Source —
<<<<
II. The Cold War at Home:
        A. Domestic Turbulence
        A series of postwar strikes and revelations of communist infiltration into government
agencies contributed to a growing fear of communism within the U.S. Senator Joseph McCarthy
capitalized on these fears to gain political prominence with his claims that the State Department
was riddled with communists. This fed a growing paranoia and led to a second Red Scare.
   Topic 9: America at Mid-Century: Prosperity & Its Discontents, 1952-1968
                                       Text: ch. 27 & 28

I. Quiet Changes, 1953-1961:

       A. I Like Ike
       Eisenhower won the 1952 presidential election on a platform promising to end the
Korean War. A man of considerable organizational skill and with the ability to work well with
diverse people, in his political dealings he emphasized moderation and compromise. At home he
sought to limit the growth of governmental power and eliminate bureaucratic waste, while in
foreign policy, although embracing the idea of containment, he rejected Truman’s version of it as
too confrontational, expensive, and disorganized. With the rise to power in the U.S.S.R. of
Nikita Khrushchev (following Stalin’s death in March 1953), a period of “peaceful coexistence”
ensued as both sought to moderate Cold War tensions and hostilities.
>>>>
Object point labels
<<<<
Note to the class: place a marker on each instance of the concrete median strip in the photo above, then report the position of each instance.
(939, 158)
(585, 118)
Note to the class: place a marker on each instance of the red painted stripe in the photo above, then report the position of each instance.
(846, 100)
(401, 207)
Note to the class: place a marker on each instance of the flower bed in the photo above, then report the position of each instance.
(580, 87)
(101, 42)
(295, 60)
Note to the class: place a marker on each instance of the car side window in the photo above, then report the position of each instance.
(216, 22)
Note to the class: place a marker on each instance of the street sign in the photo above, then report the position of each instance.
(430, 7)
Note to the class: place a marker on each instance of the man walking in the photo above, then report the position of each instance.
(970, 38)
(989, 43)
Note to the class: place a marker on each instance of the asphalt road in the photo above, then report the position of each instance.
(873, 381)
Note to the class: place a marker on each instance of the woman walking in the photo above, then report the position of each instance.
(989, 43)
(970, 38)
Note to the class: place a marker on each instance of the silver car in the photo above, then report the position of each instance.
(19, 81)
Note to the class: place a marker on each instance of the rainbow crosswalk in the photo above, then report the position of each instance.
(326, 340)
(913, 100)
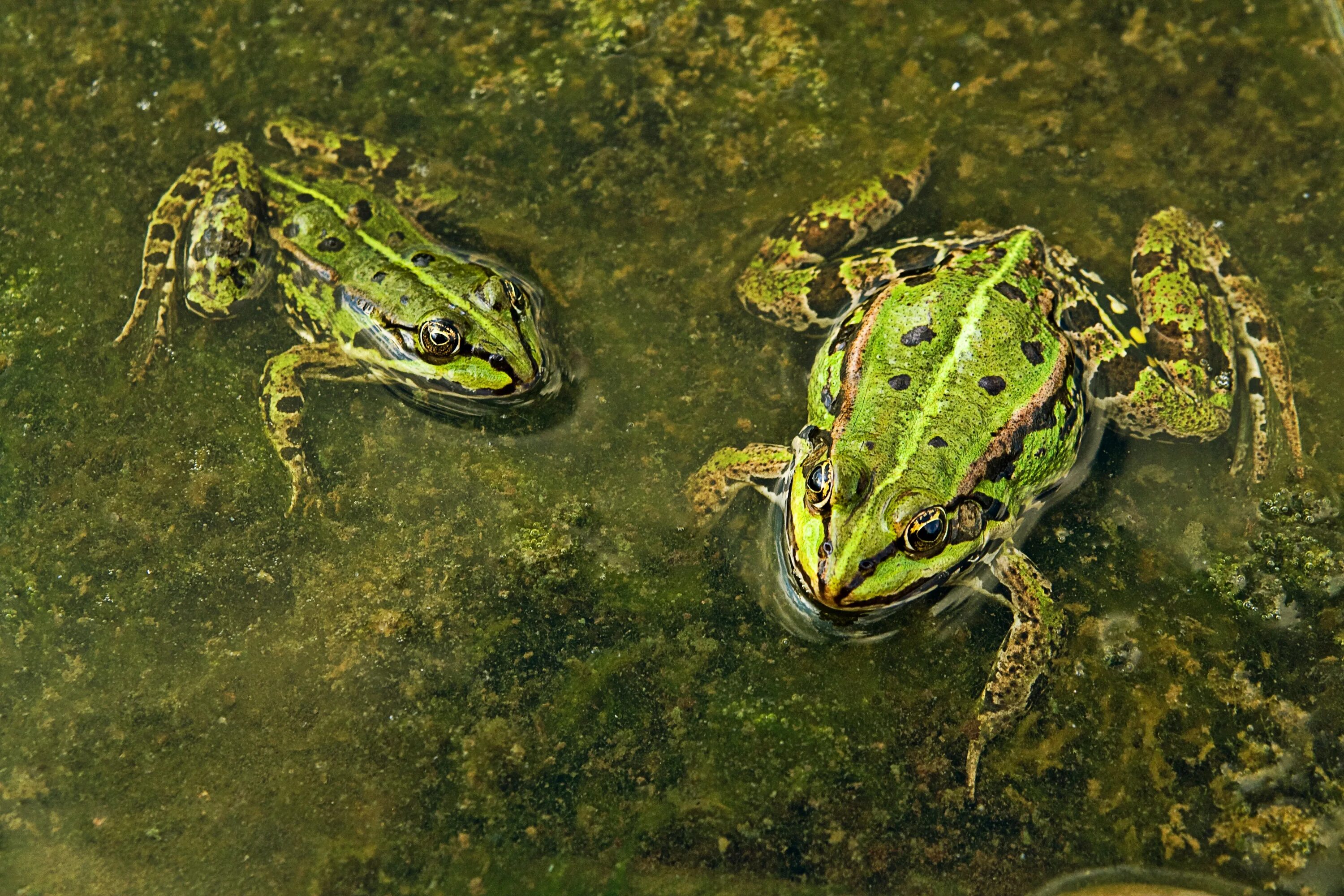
>>>>
Request 1 — From the U.S. history outline, reproduce the passage starting at "II. The Cold" and ending at "second Red Scare.".
Request 2 — According to the U.S. history outline, what did Eisenhower's platform promise in the 1952 presidential election?
Request 3 — Go on with the U.S. history outline from its final sentence.

Final result 1 —
II. The Cold War at Home:
        A. Domestic Turbulence
        A series of postwar strikes and revelations of communist infiltration into government
agencies contributed to a growing fear of communism within the U.S. Senator Joseph McCarthy
capitalized on these fears to gain political prominence with his claims that the State Department
was riddled with communists. This fed a growing paranoia and led to a second Red Scare.

Final result 2 — To end the Korean War.

Final result 3 —
         B. We Shall Overcome
         Steady progress against racism in the 1940's convinced blacks to step up the battle for
racial justice. In a momentous court case in 1954, Brown v. Board of Education, the Supreme
Court struck down the “separate but equal” doctrine and ruled segregation in public schools
unconstitutional. This was followed in December 1956 by the initiation of the Montgomery Bus
Boycott, which marked the emergence of Dr. Martin Luther King, Jr. as a major spokesperson for
civil rights. King preached nonviolent civil disobedience as the means to achieve change, an idea
adopted in 1960 by the sit-in movement.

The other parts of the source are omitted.